§ **INSTRUCTIONS TO FOLLOW**:
Print the data below word for word, keeping every line as it appears.

Data in a dataset
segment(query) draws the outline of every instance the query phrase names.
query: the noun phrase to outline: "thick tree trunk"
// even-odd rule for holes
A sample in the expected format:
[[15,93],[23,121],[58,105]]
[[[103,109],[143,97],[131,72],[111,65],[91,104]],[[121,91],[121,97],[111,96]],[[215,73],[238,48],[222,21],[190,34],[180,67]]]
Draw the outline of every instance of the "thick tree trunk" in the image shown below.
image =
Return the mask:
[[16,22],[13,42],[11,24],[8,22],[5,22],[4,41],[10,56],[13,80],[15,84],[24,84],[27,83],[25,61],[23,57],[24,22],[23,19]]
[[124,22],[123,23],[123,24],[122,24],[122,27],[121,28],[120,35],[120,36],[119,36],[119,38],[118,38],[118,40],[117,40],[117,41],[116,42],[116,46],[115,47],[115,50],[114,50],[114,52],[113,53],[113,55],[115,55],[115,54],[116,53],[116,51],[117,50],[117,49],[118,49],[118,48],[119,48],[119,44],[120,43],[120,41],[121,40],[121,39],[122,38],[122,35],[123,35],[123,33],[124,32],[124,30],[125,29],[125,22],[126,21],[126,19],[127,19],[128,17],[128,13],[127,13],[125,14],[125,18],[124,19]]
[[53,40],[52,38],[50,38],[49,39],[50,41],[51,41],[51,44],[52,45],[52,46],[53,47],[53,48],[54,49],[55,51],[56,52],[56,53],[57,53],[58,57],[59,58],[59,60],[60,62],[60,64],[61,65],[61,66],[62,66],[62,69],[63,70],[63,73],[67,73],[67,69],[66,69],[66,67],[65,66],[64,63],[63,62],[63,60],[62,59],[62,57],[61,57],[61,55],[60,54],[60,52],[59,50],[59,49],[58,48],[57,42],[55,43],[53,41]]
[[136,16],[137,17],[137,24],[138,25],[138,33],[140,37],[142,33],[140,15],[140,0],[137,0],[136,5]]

§ **OUTPUT FOR THIS EXERCISE**:
segment(query) draws the outline of every instance the query phrase names.
query: the noun phrase to outline: "thick tree trunk"
// even-odd rule for holes
A sample in the expected format:
[[15,93],[23,121],[58,105]]
[[[103,109],[143,97],[131,72],[111,65],[91,104]],[[121,91],[121,97],[111,96]],[[215,73],[238,48],[222,21],[190,34],[180,67]]]
Draw the outline of every instance of the "thick tree trunk" in the image shown below.
image =
Return the mask:
[[16,22],[13,42],[11,24],[8,22],[5,22],[4,41],[10,56],[13,80],[15,84],[24,84],[27,83],[25,61],[23,57],[24,22],[23,19]]
[[124,22],[123,23],[123,24],[122,24],[122,27],[121,28],[120,35],[120,36],[119,36],[119,38],[118,38],[118,40],[117,40],[117,41],[116,42],[116,46],[115,47],[115,50],[114,50],[114,52],[113,53],[113,55],[115,55],[115,54],[116,53],[116,51],[117,50],[117,49],[118,49],[118,48],[119,48],[119,44],[120,43],[120,41],[121,40],[121,39],[122,38],[122,35],[123,35],[123,33],[124,32],[124,30],[125,29],[125,22],[126,21],[126,19],[127,19],[128,17],[128,13],[127,13],[125,14],[125,18],[124,19]]
[[53,40],[52,38],[50,38],[49,39],[50,41],[51,41],[51,44],[52,45],[52,46],[53,47],[53,48],[54,49],[55,51],[56,52],[56,53],[57,53],[58,57],[59,58],[59,60],[60,62],[60,64],[61,65],[61,66],[62,66],[62,69],[63,70],[63,73],[67,73],[67,69],[66,69],[66,67],[65,66],[64,63],[63,62],[63,60],[62,59],[62,57],[61,57],[61,55],[60,54],[60,52],[59,50],[59,49],[58,48],[57,42],[55,43],[53,41]]
[[136,16],[137,17],[137,24],[138,25],[138,33],[140,37],[142,33],[140,15],[140,0],[137,0],[136,5]]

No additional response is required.